The fair market value of J&L's fixed rate long-term debt on June 30, 1997,
including current maturities, approximates its book value. The fair market value
estimate was based on cash flow yield to maturity and comparing that amount to
market quotations where possible. Management is not aware of any significant
factors that would alter this estimate after that date.
On February 1, 1996, the Company entered into an unsecured line of credit
agreement with Trinity Investment Corp. ("Trinity") for $1,000,000. As part of
this agreement, a stock warrant purchase agreement was executed whereby Trinity
was issued 300,000 warrants to purchase the same number of common stock shares
of the Company at an exercise price of $4.00 per warrant for a period of ten
years. These warrants have been valued at $376,000 as of the date of issuance
utilizing the Black Scholes option pricing model as a basis for the measurement.
The value of the warrants has been recorded as an increase in additional paid-in
capital of the Company. As of June 30, 1997, the Company was in default under
the line of credit agreement with Trinity for failure to make interest payments
aggregating approximately $60,500. Trinity has waived payment under this
violation through July 1, 1998.
On April 1, 1995, the Company entered into a Credit Agreement with Trinity,
which agreed to lend an aggregate of $6,730,000 in order to repay and satisfy
the following, as well as to fund a $5,000,000 capital contribution to JLH:
a) variable rate debenture in the original principal amount of $900,000
together with accrued interest thereon totaling approximately $185,000;
b) certain intercompany advances plus accrued interest totaling approximately
$270,000;
c) promissory note payable to The A.J. 1989 Trust which originated in February
1994 in the original principal amount of $200,000 together with accrued
interest thereon totaling approximately $22,000; and
d) certain non-interest bearing intercompany advances from The A.J. 1989 Trust
totaling approximately $150,000.
Additionally, as part of the Credit Agreement, a stock warrant purchase
agreement was executed whereby Trinity was issued 2,000,000 warrants to purchase
the same number of common stock shares of the Company at an exercise price of $1
per warrant for a period of ten years. These warrants have been valued at
$840,000 as of the date of issuance utilizing the Black Scholes option pricing
model. The value of the warrants has been recorded as an increase in additional
paid-in capital of the Company. As of June 30, 1997, the Company was in default
under the Credit Agreement for failure to make interest payments aggregating
approximately $903,000. Trinity has waived payment under this violation through
July 1, 1998.

Material:
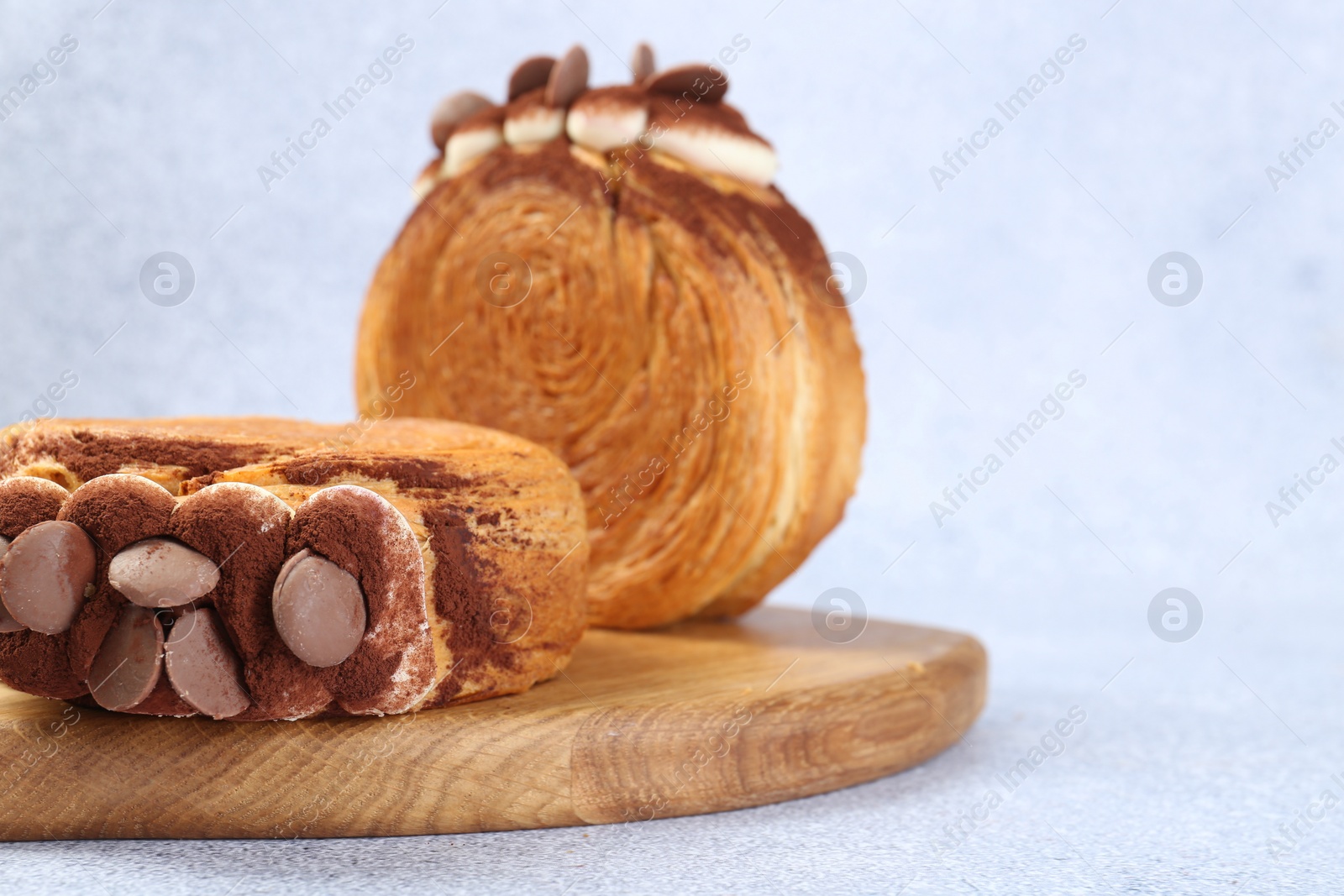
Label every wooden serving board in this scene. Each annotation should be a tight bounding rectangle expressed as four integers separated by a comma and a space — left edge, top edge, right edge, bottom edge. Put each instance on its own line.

Complete the following:
1. According to the debt disclosure, what was the exercise price of each of the 300,000 warrants issued to Trinity under the February 1, 1996 agreement?
2. Reproduce the debt disclosure word for word from "On February 1, 1996, the" to "through July 1, 1998.".
Use only the debt disclosure when responding, not the data.

Replies:
1. $4.00 per warrant.

2.
On February 1, 1996, the Company entered into an unsecured line of credit
agreement with Trinity Investment Corp. ("Trinity") for $1,000,000. As part of
this agreement, a stock warrant purchase agreement was executed whereby Trinity
was issued 300,000 warrants to purchase the same number of common stock shares
of the Company at an exercise price of $4.00 per warrant for a period of ten
years. These warrants have been valued at $376,000 as of the date of issuance
utilizing the Black Scholes option pricing model as a basis for the measurement.
The value of the warrants has been recorded as an increase in additional paid-in
capital of the Company. As of June 30, 1997, the Company was in default under
the line of credit agreement with Trinity for failure to make interest payments
aggregating approximately $60,500. Trinity has waived payment under this
violation through July 1, 1998.